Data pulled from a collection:
□ □ □ □

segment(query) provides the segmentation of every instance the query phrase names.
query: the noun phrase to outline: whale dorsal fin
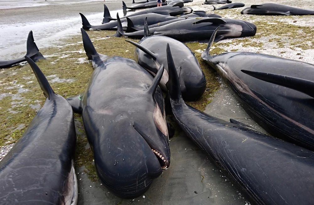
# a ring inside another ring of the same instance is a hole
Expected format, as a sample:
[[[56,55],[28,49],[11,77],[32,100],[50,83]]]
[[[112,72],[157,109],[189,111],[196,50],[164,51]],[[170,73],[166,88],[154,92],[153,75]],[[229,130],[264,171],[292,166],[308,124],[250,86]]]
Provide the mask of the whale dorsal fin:
[[[182,94],[178,73],[173,62],[169,43],[167,44],[166,51],[169,78],[166,85],[168,89],[168,93],[170,99],[171,100],[178,102],[182,99]]]
[[[290,88],[314,98],[314,82],[298,78],[268,73],[241,71],[262,80]]]
[[[263,6],[263,5],[251,5],[251,8],[257,8],[259,6]]]
[[[157,54],[154,53],[141,45],[140,45],[137,43],[135,43],[135,42],[133,42],[133,41],[131,41],[129,40],[126,40],[125,41],[127,41],[131,44],[135,46],[136,46],[139,49],[140,49],[145,53],[146,53],[148,55],[150,56],[150,57],[153,59],[153,60],[154,61],[156,60],[157,59]],[[159,65],[158,66],[158,67],[159,66],[160,66]]]
[[[210,47],[212,46],[212,45],[213,45],[213,43],[215,40],[215,37],[216,36],[216,34],[217,34],[218,30],[219,30],[220,28],[220,26],[218,26],[214,31],[214,32],[213,32],[212,36],[210,37],[210,39],[209,39],[209,41],[208,42],[208,45],[207,45],[207,47],[206,47],[206,49],[205,49],[205,50],[202,53],[201,57],[202,58],[204,59],[204,58],[206,58],[210,55],[210,54],[209,54],[209,50],[210,49]]]
[[[154,97],[155,95],[155,92],[157,89],[157,86],[160,82],[160,80],[161,79],[161,77],[162,77],[162,74],[164,73],[164,64],[162,64],[158,69],[157,73],[155,76],[154,79],[153,81],[152,84],[148,89],[148,92],[153,97]]]
[[[149,36],[149,29],[148,28],[148,25],[147,24],[147,17],[145,18],[145,21],[144,22],[144,38]]]
[[[196,19],[197,19],[197,18]],[[224,24],[226,23],[225,21],[219,18],[207,18],[206,19],[203,19],[197,21],[196,21],[193,23],[193,24],[200,24],[201,23],[204,22],[208,22],[219,24]]]
[[[47,78],[45,77],[45,75],[39,69],[39,67],[32,60],[27,56],[25,56],[25,59],[28,62],[34,73],[35,73],[35,75],[36,76],[37,80],[39,83],[41,88],[44,92],[44,94],[48,99],[48,100],[50,100],[52,96],[56,95],[56,94],[50,86],[48,81],[47,80]]]
[[[162,15],[165,15],[165,16],[170,15],[170,14],[169,13],[169,12],[167,11],[154,11],[152,13],[156,13],[156,14],[160,14]]]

□ □ □ □

▸ **REQUIRED WORK**: Copy everything from the start of the records down to the line containing "[[[263,6],[263,5],[251,5],[251,8],[257,8],[259,6]]]", including that line, leaving the pictures out of your answer.

▸ **PROBLEM SOLUTION**:
segment(query) provides the segmentation of every instance the query phrase names.
query: the noun phrase to outline: whale dorsal fin
# a ring inside another ring of the same instance is a hole
Expected format, as a sample:
[[[56,55],[28,49],[11,77],[32,100],[50,83]]]
[[[112,72],[157,109],[189,111],[196,50],[164,51]],[[170,73],[166,88],[154,92],[153,75]],[[229,130],[264,171],[292,166],[308,124],[250,86]]]
Provide the mask of the whale dorsal fin:
[[[182,94],[178,73],[173,62],[169,43],[167,44],[166,51],[169,78],[166,85],[168,89],[168,93],[170,99],[171,100],[178,102],[182,99]]]
[[[290,88],[314,98],[314,82],[298,78],[268,73],[241,71],[262,80]]]
[[[263,6],[263,5],[251,5],[251,8],[257,8],[259,6]]]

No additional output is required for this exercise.